| WORK REQUIRED |
Replace every "preliminary screening" in the data below with "initial inspection" and leave everything else unchanged.

[Excerpts from a detection dataset]
[Begin]
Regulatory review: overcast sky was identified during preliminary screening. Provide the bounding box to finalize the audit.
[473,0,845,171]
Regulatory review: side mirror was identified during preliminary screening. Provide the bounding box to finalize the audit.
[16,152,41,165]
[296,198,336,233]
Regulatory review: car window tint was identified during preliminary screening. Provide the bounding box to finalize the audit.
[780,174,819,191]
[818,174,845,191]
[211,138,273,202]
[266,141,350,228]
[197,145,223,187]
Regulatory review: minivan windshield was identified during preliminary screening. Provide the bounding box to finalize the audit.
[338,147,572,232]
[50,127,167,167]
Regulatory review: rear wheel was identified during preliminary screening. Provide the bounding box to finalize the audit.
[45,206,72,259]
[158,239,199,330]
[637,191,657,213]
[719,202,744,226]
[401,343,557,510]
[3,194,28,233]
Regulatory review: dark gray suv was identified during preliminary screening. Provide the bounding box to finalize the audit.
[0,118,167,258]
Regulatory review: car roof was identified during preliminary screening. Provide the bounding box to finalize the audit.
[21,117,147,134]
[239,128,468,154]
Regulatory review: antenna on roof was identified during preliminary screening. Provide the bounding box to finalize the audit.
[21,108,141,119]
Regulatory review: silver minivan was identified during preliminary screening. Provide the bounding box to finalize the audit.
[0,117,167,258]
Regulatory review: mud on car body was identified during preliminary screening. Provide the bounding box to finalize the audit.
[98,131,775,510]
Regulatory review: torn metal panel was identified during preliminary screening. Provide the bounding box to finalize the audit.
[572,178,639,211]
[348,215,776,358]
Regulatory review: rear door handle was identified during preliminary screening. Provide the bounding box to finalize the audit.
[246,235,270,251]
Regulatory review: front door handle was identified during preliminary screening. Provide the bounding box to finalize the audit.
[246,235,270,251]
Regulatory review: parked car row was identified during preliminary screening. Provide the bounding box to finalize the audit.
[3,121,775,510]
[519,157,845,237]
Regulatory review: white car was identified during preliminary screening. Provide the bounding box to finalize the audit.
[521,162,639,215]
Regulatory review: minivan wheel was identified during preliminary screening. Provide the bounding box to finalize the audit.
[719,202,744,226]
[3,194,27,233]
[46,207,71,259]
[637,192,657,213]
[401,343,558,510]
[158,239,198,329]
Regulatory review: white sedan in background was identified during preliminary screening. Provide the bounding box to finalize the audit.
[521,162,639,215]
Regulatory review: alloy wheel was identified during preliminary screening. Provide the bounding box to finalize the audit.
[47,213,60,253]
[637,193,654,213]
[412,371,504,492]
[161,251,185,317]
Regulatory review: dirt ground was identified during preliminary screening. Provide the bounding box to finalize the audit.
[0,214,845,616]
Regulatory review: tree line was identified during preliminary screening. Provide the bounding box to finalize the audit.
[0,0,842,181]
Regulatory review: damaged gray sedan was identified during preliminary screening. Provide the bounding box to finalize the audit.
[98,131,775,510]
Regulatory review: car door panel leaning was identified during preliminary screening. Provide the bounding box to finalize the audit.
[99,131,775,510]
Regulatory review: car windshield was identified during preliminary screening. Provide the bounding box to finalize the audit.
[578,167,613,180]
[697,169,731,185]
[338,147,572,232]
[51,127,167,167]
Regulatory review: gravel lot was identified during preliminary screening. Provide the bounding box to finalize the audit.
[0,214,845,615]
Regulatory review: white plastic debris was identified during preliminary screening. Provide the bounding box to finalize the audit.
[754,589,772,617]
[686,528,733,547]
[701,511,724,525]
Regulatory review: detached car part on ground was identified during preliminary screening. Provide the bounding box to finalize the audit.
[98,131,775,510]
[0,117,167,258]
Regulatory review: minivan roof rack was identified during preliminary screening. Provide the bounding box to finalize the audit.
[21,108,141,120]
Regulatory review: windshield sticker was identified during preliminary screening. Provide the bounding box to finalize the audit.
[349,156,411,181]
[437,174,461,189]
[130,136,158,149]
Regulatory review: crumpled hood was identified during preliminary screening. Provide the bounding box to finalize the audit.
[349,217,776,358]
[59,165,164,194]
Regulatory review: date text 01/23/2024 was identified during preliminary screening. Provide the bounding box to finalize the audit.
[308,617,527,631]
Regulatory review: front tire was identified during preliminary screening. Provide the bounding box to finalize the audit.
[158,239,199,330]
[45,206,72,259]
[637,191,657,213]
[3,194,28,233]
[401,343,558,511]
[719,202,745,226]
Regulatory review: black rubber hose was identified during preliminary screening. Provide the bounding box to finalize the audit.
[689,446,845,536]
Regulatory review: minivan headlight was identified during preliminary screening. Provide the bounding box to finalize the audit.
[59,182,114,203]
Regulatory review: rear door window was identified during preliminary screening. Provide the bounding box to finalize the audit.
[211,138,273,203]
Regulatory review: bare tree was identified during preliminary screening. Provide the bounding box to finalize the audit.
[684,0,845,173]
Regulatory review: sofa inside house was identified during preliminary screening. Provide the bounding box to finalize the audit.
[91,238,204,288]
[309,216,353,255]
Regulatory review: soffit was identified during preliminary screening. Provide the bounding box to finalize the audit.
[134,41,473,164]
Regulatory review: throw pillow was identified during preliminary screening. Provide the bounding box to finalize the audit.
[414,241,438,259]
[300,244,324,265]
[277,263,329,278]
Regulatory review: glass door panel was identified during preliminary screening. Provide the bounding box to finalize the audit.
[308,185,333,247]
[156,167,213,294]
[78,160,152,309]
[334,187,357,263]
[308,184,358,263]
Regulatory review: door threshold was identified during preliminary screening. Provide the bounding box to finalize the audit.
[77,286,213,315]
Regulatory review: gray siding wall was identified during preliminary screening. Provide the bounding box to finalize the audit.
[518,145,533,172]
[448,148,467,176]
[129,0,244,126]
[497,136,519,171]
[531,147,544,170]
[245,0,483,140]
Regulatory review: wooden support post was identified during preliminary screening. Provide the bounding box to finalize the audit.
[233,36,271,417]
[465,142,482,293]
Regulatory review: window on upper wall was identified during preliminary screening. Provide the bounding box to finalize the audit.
[End]
| WRITTEN REPLY |
Regulatory review: overcast sky was identified during initial inspection. Provide the bounding box to finalize the audit.
[473,0,845,171]
Regulatory review: side mirror was identified during initial inspection. Provide the bounding box to finalize the audit.
[16,152,41,165]
[296,198,336,233]
Regulatory review: car window tint was identified during initial inspection. Provide the bounding box to finalize the audit.
[780,174,819,191]
[818,174,845,191]
[211,138,273,202]
[266,141,350,228]
[197,145,223,187]
Regulatory review: minivan windshield was identified during initial inspection. Provide the bounding box to finalize the audit.
[338,147,572,232]
[50,127,167,167]
Regulatory review: rear wheel was identified during initial inspection. Provide the bounding box to finalize the audit.
[45,206,72,259]
[158,239,199,330]
[637,191,657,213]
[719,202,744,226]
[401,343,557,510]
[3,194,28,233]
Regulatory review: dark gray suv was identified during initial inspection. Provide the bounding box to finalize the audit.
[0,118,167,258]
Regulatory review: car roof was identified during initial inspection. Provide the bounding box to finalize the audit.
[21,117,147,134]
[239,128,468,154]
Regulatory review: antenna on roof was identified during initial inspection. Provide the bounding box to finalize the audit.
[21,108,141,119]
Regulatory review: silver minivan was identified during initial inspection. Provide the bounding box to finalize the audit.
[0,117,167,258]
Regulatory review: mud on car body was identified during initial inspection. Provide the bounding box to finalize the audit.
[98,131,775,510]
Regulatory review: torn metal panel was identified during initial inspection. Provide the bounding box to finalize the audit.
[572,178,639,211]
[348,215,776,358]
Regulatory review: rear door handle was identified during initial inspection. Provide the bounding box to finalize the audit.
[246,235,270,251]
Regulatory review: front door handle was identified during initial inspection. Provide the bounding box to finalize the audit.
[246,235,270,251]
Regulatory review: parked car row was identified during initial inspection. Provide the bounding box to finalize the audit.
[3,121,775,510]
[519,157,845,237]
Regulatory review: white car was identified during initial inspection. Provide the bounding box to finalize the audit.
[521,162,639,215]
Regulatory review: minivan wheel was identified during initial inspection. Provide the bounding box to finalize the audit.
[719,202,744,226]
[3,194,27,233]
[46,207,71,259]
[637,192,657,213]
[401,343,558,510]
[158,239,198,329]
Regulatory review: white sedan in background was identified during initial inspection. Provide the bounding box to finalize the audit.
[521,162,639,215]
Regulatory review: alloy wheel was identified during initial inspection. Provide the bounding box to finalize the audit.
[47,213,60,253]
[637,193,654,213]
[412,371,504,492]
[161,251,185,317]
Regulatory review: dirt ground was identified during initial inspection. Provide the bounding box to finalize the audit.
[0,214,845,616]
Regulatory review: tree line was identified during initial inspection. Provide the bounding box to finalize the audit.
[0,0,842,181]
Regulatory review: damaged gray sedan was identified during initial inspection. Provide the bounding box to finalize the audit.
[98,131,775,510]
Regulatory review: car door panel leaning was identified during initial inspection. Provide the bounding box to finalize the audit.
[99,131,775,510]
Regulatory review: car windshield was identified during initial inspection. Provide the bounding box to finalize the audit.
[578,167,613,180]
[697,169,731,185]
[338,147,572,232]
[51,127,167,167]
Regulatory review: gravel lot was identified during initial inspection. Provide the bounding box to finalize the audit.
[0,214,845,615]
Regulatory review: white plastic debris was identified during initial inspection. Provide the bounding box to finalize the audit.
[754,589,772,617]
[686,528,733,547]
[701,511,724,525]
Regulatory review: detached car part on ground was identified during initial inspection. Provide the bounding box to finalize the audit.
[98,131,775,510]
[0,117,167,258]
Regulatory review: minivan roof rack was identified during initial inspection. Provide the bounding box to finalize the audit.
[21,108,141,120]
Regulatory review: windshield sticker was identified during initial inspection. Provide the bounding box to finalize the audit.
[349,156,411,181]
[437,174,461,189]
[130,136,158,149]
Regulatory review: crumpled hood was identified during initial inspection. Provide the bounding box to finalize the audit.
[349,217,776,358]
[59,165,164,194]
Regulatory review: date text 01/23/2024 was identified during initial inspection. Provide the bounding box to finalize the audit.
[308,617,527,631]
Regulatory review: front tire was identified during initial inspection. Provide the bounding box to finalize the audit.
[158,239,199,330]
[45,206,72,259]
[637,191,657,213]
[3,194,28,233]
[401,343,558,511]
[719,202,745,226]
Regulatory review: black rubber hose was identified during initial inspection. Provide the bounding box to finalize the audit.
[689,446,845,536]
Regulatory review: minivan headlight was identified during initial inspection. Provide the bounding box to finalize the audit.
[59,182,114,203]
Regulatory review: rear door window was identified during initial inspection. Provide the bounding box to finalize the audit.
[211,138,273,203]
Regulatory review: bare tree was identified during initial inspection. Provide the bounding box to finalize the audit.
[684,0,845,173]
Regulatory review: sofa inside house was identified during initial inspection. Provide the bounding box to finalize the audit.
[91,238,204,288]
[309,216,353,255]
Regulatory review: soffit was identified during initial inspection. Provide the bounding box to finalize the audit.
[134,41,473,164]
Regulatory review: throw pillow was identified during initial inspection. Provide the bounding box to finalize the audit.
[414,241,438,259]
[300,244,324,265]
[277,263,329,278]
Regulatory review: glass door panel was identified during initial inspection. Provide the bounding box to finalize the audit.
[308,185,333,247]
[156,167,213,294]
[78,160,152,309]
[334,187,357,263]
[308,184,358,263]
Regulatory review: door threshold was identified during initial inspection. Provide the bounding box to finalize the audit.
[77,286,213,315]
Regulatory review: gray siding wall was identified during initial inspection. Provide the bounding box to finalize the audit.
[518,145,533,172]
[448,148,467,176]
[129,0,244,126]
[497,136,519,171]
[531,147,544,170]
[245,0,483,140]
Regulatory review: wooden support post was identified during initial inspection. Provide the bounding box to finalize the audit.
[233,36,271,417]
[465,142,482,293]
Regulatory review: window on upper wall was identified during initial inspection. Provide the bounding box to finalize the audit.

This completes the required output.